» **What you should do**
Give a verbatim repeat of the lines that run from the line containing "of the christmas" to the end of the data below.

══ Exercise data ══

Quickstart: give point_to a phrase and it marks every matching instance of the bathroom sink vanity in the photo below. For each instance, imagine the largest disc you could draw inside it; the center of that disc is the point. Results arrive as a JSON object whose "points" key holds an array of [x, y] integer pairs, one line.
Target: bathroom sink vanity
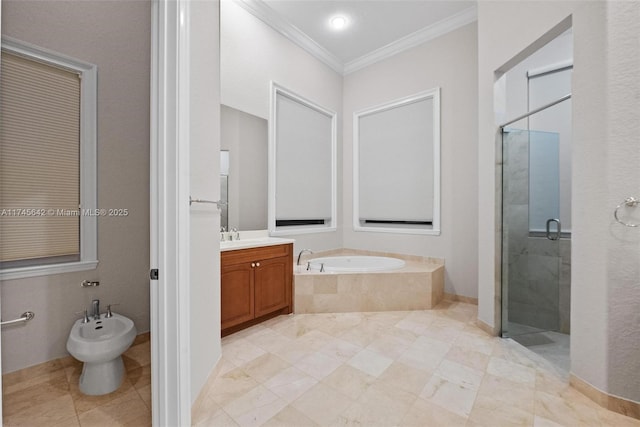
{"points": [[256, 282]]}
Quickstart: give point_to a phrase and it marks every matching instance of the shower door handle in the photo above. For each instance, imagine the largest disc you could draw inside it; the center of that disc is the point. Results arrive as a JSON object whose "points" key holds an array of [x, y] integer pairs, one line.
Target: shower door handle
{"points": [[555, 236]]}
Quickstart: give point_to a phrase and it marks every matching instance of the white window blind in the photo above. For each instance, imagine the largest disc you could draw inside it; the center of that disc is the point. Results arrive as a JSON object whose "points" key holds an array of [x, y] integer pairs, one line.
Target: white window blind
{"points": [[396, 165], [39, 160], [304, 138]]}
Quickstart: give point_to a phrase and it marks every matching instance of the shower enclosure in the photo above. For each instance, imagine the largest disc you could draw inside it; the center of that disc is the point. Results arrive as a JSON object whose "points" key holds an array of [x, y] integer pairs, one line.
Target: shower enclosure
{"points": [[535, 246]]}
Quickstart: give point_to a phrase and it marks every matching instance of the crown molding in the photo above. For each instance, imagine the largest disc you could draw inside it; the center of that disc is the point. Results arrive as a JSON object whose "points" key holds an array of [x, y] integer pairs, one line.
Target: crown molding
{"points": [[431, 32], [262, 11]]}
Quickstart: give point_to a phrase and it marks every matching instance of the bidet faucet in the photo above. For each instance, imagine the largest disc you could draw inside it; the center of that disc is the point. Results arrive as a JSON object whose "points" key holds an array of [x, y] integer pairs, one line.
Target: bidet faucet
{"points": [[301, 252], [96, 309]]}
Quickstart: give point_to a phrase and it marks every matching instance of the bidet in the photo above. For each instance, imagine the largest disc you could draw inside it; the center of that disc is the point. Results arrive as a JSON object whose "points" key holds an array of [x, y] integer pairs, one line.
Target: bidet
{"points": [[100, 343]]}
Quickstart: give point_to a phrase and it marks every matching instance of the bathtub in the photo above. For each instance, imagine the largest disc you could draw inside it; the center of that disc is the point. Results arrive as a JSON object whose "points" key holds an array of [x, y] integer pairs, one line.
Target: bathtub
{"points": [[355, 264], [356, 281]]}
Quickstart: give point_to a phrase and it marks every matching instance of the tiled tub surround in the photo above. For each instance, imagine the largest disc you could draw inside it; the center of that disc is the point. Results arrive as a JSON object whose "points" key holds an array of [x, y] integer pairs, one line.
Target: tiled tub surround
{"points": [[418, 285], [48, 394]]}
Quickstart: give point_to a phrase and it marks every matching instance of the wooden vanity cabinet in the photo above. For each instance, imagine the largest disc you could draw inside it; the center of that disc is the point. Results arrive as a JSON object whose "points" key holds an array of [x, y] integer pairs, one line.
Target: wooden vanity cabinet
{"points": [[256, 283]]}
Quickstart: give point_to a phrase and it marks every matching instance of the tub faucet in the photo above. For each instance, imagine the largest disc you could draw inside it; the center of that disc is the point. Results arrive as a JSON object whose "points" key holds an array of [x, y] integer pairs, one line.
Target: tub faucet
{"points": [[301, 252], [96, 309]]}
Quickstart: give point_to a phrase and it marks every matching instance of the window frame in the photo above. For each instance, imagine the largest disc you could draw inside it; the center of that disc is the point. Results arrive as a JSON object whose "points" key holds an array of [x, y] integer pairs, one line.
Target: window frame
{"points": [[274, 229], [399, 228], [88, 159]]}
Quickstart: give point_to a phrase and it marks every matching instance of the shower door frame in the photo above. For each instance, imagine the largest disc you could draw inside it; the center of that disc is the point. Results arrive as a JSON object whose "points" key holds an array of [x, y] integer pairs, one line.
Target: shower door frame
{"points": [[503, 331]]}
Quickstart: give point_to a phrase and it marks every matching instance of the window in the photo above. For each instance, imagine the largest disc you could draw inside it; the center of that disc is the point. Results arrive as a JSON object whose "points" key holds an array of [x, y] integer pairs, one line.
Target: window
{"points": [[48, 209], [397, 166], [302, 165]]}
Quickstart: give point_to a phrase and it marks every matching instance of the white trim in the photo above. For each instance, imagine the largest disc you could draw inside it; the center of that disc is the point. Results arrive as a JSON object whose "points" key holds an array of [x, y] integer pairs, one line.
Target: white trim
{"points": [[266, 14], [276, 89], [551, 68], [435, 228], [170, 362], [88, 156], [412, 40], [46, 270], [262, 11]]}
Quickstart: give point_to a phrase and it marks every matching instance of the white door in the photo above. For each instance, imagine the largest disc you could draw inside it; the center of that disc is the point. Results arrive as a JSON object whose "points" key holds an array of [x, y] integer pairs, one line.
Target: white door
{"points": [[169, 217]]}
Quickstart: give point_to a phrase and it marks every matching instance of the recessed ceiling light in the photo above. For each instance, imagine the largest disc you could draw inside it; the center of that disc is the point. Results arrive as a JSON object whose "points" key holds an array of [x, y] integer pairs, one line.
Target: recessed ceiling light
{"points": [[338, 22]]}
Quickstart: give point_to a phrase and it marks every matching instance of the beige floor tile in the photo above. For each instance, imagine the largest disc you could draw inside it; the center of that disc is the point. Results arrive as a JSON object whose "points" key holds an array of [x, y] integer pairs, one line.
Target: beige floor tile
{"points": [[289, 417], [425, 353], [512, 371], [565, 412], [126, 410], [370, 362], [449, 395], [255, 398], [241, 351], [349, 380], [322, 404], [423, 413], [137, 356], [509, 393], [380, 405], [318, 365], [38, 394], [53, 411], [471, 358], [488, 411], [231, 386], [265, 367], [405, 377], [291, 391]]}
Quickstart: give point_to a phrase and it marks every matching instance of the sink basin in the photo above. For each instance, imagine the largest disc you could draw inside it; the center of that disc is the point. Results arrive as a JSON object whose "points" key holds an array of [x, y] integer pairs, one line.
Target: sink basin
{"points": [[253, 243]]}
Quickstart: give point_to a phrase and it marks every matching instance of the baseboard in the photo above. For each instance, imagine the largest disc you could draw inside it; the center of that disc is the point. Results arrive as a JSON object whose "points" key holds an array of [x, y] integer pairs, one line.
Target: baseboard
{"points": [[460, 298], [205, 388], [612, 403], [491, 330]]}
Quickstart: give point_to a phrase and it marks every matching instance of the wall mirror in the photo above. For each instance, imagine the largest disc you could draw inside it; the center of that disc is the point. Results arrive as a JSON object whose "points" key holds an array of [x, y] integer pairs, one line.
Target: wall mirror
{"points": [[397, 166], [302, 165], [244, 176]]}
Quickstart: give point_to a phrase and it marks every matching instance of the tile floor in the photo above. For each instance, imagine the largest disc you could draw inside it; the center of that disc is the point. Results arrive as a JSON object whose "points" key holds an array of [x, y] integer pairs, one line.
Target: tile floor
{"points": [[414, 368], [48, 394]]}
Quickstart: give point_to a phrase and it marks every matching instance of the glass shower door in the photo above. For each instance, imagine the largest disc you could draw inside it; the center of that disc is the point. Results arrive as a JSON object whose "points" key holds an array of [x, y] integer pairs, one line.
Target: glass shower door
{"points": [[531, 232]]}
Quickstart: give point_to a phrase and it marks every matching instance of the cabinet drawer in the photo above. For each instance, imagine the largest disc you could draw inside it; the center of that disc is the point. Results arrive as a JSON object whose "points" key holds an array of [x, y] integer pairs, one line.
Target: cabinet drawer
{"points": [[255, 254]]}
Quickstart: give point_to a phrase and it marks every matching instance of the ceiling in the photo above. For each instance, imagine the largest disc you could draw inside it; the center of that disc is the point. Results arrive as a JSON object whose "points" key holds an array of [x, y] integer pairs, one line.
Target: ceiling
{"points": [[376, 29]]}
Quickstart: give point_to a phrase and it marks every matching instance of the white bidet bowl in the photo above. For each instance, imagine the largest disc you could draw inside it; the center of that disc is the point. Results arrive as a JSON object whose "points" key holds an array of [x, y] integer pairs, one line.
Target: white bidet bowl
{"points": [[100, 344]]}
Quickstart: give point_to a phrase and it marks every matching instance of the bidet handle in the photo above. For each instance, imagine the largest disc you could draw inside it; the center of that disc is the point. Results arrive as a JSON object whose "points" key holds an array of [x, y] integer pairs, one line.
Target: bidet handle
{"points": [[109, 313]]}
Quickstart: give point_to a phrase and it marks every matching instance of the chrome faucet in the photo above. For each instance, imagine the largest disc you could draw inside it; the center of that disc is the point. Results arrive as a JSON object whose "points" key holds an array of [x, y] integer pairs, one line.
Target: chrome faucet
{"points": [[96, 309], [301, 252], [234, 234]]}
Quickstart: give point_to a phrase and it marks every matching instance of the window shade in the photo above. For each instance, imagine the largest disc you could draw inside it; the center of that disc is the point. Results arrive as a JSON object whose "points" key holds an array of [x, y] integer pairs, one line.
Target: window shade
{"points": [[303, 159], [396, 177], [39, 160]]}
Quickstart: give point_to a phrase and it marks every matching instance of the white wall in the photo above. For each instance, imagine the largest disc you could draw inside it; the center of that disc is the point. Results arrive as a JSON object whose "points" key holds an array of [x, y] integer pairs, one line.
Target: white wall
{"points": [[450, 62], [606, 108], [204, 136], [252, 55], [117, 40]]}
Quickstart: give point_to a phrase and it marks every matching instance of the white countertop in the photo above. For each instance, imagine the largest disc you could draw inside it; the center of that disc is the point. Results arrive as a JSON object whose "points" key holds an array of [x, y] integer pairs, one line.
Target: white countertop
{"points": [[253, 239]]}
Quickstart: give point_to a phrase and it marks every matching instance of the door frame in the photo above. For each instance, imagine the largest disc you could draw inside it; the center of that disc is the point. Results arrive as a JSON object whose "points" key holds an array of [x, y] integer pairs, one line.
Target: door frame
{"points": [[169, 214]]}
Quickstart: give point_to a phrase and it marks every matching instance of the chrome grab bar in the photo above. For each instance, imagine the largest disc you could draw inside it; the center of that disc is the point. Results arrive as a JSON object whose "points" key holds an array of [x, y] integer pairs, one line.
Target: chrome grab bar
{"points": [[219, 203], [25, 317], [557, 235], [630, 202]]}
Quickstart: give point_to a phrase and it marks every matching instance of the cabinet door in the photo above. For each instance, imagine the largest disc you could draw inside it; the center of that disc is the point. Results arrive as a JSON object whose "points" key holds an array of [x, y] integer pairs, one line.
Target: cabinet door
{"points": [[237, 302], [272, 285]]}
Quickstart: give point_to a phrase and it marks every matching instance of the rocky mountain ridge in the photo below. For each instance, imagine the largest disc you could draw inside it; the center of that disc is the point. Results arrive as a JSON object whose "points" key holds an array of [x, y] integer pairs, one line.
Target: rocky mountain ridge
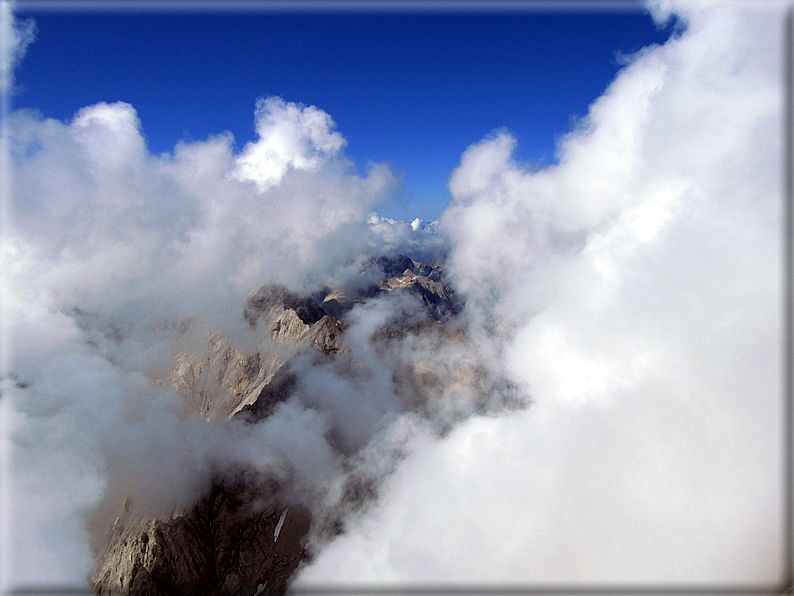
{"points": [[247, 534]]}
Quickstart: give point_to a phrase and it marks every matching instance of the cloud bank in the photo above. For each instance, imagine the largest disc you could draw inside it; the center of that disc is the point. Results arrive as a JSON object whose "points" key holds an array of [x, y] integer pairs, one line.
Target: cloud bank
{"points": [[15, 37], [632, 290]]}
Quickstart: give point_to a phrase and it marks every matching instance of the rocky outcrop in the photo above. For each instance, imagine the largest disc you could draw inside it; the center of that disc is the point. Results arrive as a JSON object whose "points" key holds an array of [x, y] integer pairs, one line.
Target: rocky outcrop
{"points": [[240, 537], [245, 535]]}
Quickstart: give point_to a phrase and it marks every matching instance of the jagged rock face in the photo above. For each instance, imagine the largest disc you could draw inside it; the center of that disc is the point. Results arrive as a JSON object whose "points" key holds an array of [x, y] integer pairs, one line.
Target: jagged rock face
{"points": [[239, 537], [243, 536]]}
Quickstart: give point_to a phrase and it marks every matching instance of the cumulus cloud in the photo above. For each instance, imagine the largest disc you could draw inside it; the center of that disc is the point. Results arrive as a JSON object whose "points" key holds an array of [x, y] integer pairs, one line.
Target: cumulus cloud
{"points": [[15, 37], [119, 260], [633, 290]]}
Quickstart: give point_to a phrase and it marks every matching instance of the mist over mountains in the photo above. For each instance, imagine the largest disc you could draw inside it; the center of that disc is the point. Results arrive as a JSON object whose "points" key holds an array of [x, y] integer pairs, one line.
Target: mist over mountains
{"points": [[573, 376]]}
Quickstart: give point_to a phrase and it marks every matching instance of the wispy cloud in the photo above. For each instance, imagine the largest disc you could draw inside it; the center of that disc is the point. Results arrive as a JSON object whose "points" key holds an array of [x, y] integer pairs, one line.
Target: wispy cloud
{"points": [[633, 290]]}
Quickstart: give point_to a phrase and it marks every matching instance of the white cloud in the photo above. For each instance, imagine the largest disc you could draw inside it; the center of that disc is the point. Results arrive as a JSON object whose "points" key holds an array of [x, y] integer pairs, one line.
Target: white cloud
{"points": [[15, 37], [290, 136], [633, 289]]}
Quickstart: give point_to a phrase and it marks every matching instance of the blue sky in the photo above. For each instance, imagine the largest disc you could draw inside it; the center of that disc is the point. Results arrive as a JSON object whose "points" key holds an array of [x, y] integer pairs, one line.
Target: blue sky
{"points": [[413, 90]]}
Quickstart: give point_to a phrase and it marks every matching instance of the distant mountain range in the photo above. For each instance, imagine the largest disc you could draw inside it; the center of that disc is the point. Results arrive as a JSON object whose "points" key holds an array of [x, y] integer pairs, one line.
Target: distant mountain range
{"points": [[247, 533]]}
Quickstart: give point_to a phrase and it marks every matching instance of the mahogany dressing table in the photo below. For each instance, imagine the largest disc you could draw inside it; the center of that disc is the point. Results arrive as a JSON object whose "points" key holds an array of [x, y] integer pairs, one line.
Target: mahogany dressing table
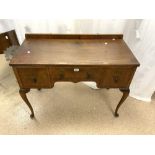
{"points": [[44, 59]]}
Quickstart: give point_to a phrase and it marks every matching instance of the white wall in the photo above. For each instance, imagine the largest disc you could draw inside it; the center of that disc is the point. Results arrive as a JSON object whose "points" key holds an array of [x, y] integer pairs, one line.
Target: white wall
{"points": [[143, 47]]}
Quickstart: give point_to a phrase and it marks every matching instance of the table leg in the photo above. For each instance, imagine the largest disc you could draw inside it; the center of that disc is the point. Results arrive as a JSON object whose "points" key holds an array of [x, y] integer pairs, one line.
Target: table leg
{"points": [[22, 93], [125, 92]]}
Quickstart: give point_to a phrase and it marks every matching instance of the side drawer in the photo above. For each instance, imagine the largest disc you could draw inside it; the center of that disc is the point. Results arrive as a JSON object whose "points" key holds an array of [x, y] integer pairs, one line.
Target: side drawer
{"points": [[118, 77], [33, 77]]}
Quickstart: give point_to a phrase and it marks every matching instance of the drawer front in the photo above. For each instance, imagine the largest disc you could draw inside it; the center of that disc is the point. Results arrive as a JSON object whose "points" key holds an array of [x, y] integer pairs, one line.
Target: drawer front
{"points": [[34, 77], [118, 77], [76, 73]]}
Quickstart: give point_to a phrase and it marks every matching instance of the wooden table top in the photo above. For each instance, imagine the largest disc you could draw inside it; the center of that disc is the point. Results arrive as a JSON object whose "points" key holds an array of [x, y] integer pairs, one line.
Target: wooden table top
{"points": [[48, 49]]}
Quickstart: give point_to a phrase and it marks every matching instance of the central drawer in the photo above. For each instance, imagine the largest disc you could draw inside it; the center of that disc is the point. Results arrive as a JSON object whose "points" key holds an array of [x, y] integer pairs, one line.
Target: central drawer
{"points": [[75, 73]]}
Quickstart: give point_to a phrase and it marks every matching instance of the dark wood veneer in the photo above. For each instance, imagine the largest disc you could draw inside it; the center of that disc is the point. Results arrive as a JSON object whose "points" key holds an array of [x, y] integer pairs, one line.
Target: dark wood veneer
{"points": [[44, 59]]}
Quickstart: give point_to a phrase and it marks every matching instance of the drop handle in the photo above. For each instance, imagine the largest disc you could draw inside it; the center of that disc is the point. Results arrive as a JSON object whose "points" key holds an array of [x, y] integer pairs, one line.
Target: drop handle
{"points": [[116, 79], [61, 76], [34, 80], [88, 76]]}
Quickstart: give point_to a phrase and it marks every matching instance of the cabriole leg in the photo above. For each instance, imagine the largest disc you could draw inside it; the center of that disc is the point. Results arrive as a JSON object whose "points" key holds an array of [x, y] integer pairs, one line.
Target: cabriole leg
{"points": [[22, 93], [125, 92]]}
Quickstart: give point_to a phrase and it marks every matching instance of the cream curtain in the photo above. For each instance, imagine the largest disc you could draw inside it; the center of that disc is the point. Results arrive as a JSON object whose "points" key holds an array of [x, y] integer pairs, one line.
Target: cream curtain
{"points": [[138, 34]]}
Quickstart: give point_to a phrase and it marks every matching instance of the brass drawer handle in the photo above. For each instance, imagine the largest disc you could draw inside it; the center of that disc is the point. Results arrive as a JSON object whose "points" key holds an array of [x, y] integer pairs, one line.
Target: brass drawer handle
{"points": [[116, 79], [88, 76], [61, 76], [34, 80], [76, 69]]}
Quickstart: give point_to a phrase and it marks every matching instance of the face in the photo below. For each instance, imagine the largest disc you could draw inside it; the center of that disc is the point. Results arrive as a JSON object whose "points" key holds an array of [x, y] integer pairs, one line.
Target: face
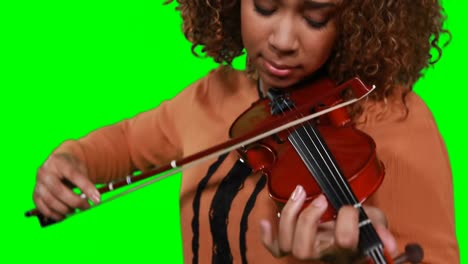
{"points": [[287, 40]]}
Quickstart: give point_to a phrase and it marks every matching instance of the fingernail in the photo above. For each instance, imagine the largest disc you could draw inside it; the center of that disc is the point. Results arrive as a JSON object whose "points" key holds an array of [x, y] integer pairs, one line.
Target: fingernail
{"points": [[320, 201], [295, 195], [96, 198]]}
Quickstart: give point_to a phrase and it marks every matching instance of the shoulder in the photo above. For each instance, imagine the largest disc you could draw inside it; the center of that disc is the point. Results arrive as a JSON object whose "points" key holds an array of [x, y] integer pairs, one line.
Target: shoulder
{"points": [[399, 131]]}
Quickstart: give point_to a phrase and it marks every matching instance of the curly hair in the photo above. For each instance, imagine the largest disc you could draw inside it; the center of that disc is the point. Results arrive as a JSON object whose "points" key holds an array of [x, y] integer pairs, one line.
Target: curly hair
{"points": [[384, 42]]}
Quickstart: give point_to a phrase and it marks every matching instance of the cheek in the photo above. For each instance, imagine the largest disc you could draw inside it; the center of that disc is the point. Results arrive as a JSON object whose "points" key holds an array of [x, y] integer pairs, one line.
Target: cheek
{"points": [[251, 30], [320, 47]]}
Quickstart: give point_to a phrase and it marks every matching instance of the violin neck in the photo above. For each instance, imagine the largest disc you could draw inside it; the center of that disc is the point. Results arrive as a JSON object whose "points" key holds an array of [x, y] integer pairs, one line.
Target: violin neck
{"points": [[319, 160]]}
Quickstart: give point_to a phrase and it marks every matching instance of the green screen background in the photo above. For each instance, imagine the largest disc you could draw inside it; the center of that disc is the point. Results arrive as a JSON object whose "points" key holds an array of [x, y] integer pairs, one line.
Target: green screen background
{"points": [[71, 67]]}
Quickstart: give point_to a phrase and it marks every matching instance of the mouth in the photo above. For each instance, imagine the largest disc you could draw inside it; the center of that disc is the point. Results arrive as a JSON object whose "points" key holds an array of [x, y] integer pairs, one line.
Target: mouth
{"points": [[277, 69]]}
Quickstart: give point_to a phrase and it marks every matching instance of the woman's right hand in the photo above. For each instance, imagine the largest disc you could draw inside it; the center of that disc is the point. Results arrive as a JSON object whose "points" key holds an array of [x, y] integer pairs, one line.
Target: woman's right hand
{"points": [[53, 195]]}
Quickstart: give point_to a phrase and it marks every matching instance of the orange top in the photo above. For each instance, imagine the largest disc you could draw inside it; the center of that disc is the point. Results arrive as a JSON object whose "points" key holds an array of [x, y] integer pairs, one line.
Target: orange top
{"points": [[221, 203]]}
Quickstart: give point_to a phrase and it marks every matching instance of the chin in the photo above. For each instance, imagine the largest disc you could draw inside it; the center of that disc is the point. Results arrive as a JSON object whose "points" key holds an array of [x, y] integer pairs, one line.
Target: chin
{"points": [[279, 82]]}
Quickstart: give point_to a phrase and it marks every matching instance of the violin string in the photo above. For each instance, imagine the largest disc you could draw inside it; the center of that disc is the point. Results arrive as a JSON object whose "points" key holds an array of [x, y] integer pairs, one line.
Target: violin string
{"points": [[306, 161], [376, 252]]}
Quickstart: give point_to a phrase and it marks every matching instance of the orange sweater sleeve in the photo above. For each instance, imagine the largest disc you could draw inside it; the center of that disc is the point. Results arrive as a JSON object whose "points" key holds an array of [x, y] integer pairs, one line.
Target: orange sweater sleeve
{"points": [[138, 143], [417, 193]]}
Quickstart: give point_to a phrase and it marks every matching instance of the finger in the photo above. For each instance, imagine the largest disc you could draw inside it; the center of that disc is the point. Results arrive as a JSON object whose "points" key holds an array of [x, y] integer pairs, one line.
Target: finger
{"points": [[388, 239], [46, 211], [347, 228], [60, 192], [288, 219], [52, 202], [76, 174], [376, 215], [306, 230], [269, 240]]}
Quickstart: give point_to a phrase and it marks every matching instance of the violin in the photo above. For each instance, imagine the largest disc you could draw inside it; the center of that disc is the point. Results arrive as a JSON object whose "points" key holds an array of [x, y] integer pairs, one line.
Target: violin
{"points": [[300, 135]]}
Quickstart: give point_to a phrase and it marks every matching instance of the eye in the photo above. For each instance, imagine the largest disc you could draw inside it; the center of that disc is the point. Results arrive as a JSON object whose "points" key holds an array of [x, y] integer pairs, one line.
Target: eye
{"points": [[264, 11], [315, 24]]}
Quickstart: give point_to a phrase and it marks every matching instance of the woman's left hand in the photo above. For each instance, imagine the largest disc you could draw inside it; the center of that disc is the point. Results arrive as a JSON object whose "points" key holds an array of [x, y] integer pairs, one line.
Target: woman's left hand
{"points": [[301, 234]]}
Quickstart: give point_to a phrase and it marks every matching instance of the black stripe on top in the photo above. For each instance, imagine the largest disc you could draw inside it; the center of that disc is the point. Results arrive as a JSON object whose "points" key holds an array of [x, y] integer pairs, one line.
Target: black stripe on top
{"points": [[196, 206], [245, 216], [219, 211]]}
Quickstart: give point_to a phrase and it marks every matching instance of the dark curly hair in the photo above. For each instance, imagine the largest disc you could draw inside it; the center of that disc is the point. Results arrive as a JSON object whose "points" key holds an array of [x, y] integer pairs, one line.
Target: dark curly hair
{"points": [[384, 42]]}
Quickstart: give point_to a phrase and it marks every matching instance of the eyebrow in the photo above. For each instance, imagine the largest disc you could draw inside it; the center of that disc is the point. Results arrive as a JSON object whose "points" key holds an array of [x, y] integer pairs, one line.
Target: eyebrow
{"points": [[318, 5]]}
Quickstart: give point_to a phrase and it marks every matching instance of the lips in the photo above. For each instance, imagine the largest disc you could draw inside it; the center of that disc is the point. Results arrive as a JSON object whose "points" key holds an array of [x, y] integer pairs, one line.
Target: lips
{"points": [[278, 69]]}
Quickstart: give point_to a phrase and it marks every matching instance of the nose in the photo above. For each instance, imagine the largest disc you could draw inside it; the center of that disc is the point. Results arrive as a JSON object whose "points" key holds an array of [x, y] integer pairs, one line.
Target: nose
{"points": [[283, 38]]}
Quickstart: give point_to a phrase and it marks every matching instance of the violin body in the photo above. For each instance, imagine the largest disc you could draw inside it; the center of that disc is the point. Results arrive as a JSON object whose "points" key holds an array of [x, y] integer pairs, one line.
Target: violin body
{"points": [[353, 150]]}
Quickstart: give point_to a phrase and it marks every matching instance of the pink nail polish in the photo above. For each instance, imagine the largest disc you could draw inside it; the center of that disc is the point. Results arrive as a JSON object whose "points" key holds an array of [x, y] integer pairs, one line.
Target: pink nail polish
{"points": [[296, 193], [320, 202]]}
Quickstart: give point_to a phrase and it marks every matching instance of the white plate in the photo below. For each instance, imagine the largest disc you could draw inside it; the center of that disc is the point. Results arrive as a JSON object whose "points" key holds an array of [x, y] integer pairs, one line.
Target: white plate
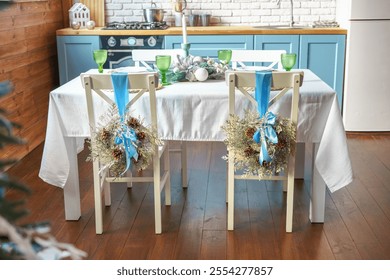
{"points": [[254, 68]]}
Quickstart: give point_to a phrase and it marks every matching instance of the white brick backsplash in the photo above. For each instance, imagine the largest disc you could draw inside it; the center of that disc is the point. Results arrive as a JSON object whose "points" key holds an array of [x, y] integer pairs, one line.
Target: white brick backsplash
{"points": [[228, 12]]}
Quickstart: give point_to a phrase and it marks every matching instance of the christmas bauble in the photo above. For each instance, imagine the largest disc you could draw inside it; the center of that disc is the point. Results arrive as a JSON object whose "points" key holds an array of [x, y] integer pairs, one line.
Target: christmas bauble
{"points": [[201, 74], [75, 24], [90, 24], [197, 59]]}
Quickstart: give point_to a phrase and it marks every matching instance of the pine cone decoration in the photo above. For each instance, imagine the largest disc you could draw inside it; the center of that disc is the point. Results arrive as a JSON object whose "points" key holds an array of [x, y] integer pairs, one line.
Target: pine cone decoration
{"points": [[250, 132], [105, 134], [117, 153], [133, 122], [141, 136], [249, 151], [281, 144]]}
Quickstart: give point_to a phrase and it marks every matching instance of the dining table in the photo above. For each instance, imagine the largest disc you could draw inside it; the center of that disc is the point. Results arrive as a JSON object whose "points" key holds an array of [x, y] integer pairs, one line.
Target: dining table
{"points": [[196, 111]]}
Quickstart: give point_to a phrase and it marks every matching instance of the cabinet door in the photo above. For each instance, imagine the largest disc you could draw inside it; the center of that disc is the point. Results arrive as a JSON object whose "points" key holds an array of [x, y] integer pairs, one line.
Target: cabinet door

═══

» **Result below**
Quickstart: give point_to a phrase and it marks every matching instance of the christmas bauble in the photo above. For each instance, imagine the largest disc you could draw inside it; the center of that disc is the point. Results arrive as a JSON object whose "points" key holds an array of [x, y] integer pairs, one line.
Target: christmas bauble
{"points": [[201, 74], [75, 24], [90, 24], [197, 59]]}
Quickstart: give point_to a phrase and it marks every matching instance of the pine cone decoration in the photo above. For each instance, imagine the largest disc you could draw inside it; the center of that disc is the point. Results arrive as a JSON object whose "points" key holds an array of [x, y] integer pairs, one line.
Target: pine cone decoration
{"points": [[250, 132], [105, 134], [117, 153], [133, 122], [141, 136], [249, 151], [281, 144]]}
Quickstart: give point_to a phrase and it marks every matching instance of the dining table in the photo above. For each instance, imagine the largest disc you could draw inside it; the center of that disc is the point. Results arrive as a JSON object whose "points" key holds an array of [x, y] integer pairs, one line.
Target: dining table
{"points": [[196, 111]]}
Quickstart: give point_to a phrase and it marks every matching instance of the cabinet door in the photo above. For each instance, imagine the largest disc you could draw inside it; the center of that disc is the point. Results arrive as a JSON object whose "points" key holds an array of [x, y] integer pairs, one line.
Target: cabinet door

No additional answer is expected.